Repeat the records below exactly.

**GIVEN DATA:**
....

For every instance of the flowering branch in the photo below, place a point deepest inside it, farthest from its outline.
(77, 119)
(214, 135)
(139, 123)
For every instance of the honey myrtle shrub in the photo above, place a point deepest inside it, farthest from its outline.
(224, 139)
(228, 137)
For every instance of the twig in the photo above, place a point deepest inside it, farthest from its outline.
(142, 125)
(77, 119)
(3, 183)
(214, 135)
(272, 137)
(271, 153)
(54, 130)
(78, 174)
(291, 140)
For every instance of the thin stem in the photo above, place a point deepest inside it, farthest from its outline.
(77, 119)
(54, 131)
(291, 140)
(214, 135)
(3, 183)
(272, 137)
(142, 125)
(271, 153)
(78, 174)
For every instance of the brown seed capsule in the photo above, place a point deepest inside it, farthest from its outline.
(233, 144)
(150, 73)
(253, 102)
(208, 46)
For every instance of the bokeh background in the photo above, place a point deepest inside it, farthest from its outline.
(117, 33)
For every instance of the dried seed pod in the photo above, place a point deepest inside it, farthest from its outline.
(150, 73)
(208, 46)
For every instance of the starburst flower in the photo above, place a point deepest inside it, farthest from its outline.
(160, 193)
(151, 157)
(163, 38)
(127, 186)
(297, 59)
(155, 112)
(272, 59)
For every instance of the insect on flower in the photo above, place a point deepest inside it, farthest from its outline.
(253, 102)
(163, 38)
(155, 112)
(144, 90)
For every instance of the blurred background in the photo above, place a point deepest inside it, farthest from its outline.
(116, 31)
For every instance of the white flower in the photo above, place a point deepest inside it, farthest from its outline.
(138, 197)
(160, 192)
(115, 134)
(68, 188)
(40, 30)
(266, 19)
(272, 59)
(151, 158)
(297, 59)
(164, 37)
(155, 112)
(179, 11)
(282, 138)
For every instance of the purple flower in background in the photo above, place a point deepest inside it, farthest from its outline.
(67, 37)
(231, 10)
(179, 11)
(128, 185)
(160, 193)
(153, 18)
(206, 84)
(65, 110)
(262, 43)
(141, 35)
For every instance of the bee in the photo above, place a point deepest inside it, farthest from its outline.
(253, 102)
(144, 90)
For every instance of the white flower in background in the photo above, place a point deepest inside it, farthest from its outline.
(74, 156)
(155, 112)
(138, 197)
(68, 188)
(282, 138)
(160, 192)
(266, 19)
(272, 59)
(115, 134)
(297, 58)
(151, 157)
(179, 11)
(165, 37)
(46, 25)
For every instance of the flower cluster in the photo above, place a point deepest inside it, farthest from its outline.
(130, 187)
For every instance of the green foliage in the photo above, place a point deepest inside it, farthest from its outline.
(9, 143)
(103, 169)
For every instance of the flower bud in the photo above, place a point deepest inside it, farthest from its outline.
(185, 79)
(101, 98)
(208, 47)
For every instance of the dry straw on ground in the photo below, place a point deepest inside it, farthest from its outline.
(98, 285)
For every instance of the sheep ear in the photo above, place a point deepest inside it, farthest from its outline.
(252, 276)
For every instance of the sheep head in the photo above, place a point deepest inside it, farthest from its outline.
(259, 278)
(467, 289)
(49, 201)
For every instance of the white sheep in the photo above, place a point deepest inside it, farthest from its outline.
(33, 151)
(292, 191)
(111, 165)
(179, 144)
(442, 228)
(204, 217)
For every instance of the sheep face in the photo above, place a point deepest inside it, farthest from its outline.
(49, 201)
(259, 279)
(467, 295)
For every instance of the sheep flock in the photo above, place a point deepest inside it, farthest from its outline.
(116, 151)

....

**EXPECTED ANSWER:**
For every instance of the flowering branch in the photo below, place a point deepest inside it, farthest from its outline.
(77, 119)
(214, 135)
(139, 123)
For every instance of the honey myrtle shrub in the photo above, place a point deepest inside it, farthest from its outline.
(224, 139)
(228, 137)
For every instance of the twig in the photo above, place a point deepest inside it, farthest from its outline.
(142, 125)
(77, 119)
(3, 183)
(214, 135)
(272, 137)
(271, 153)
(54, 130)
(78, 174)
(291, 140)
For every instance of the thin stem in the photo above, place a point deepest inside it, farthest from its outline.
(77, 119)
(54, 131)
(291, 140)
(214, 135)
(3, 183)
(272, 137)
(142, 125)
(271, 153)
(78, 174)
For every instance of the brown seed capsule in the photo above, place a point deepest inside it, farthest from its outline.
(233, 144)
(150, 73)
(253, 102)
(208, 46)
For every instance of the bokeh background in the photo above, place a point deepest inside it, farthest from its outline.
(117, 33)
For every instance of the dried seed pod in the photo above, place a point deepest inside it, farthest from its outline.
(150, 73)
(208, 46)
For every instance of the starburst flower in the photo above, place a point deepest inside it, farthest from its outline.
(160, 193)
(151, 157)
(163, 38)
(127, 186)
(297, 59)
(155, 112)
(272, 59)
For every instance of the insect on flower in the photo above, place a point deepest inside it, farthest from its outline.
(253, 102)
(163, 38)
(155, 112)
(144, 90)
For every instance of the blurred background in the photo above, place a point deepest inside it, farthest from its outline.
(116, 31)
For every instance of the white flower in the photo above, place a point deepest inside it, farthest from its outline.
(138, 197)
(160, 192)
(115, 134)
(68, 188)
(40, 30)
(266, 19)
(272, 59)
(151, 158)
(297, 59)
(164, 37)
(155, 112)
(179, 11)
(282, 138)
For every instance of the purple flower in background in the photo above, place a point deepest inside it, farthest from its outline.
(67, 37)
(231, 10)
(179, 11)
(128, 185)
(160, 193)
(153, 18)
(206, 84)
(65, 110)
(262, 43)
(141, 35)
For every instance of the bee in the photo above, place a point deepest inside it, farthest from its outline.
(253, 102)
(144, 90)
For every instance of the white flower in background in the photo above, place a point deepest inside it, farthest from its outline.
(74, 156)
(155, 112)
(138, 197)
(68, 188)
(282, 138)
(160, 192)
(266, 19)
(272, 59)
(115, 134)
(297, 58)
(151, 157)
(179, 11)
(165, 37)
(46, 25)
For every instance of the flower cluster in the photo above, place a point deepest inside it, farthest from its outline.
(130, 187)
For every instance of the green foliage in the photo above, place a point deepest inside it, farthest from its outline.
(9, 143)
(103, 169)
For every instance of the flower bud in the photo above, place a point deepest inside it, farthest from its outline.
(185, 79)
(101, 98)
(208, 47)
For every instance of the dry straw on ground in the photo below, place a point deepest inside it, farthest from its outline.
(98, 285)
For every instance of the sheep ear in the photo above, place a point deepest inside it, farthest from its outline.
(252, 276)
For every instance of the sheep head in the photo above, place a point deepest inside it, farthest from its outline.
(259, 278)
(467, 289)
(49, 201)
For every instance of the white sheep in the photo above, place a point deepest inside it, farthest from its outline.
(33, 151)
(292, 191)
(111, 165)
(179, 144)
(442, 228)
(204, 217)
For every instance of the sheep face in the photo above, place a point deepest inside it, farthest from its outline.
(49, 201)
(259, 279)
(467, 295)
For every instance of the sheep flock in the photo above, place a point deepest inside it, farthest from its outline.
(116, 151)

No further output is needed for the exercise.